- [Problem]
Swap "plant cluster" for "shrub group" throughout the records below, and write out all their lines again with nothing else changed.

(Position annotation records)
++++++++++++++++++++
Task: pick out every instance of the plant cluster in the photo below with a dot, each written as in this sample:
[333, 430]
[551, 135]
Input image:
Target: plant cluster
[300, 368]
++++++++++++++++++++
- [The completed task]
Task: pick out every instance of the shrub group in the photo below with a dot, each written as in this sample:
[333, 430]
[551, 135]
Input image:
Target: shrub group
[300, 368]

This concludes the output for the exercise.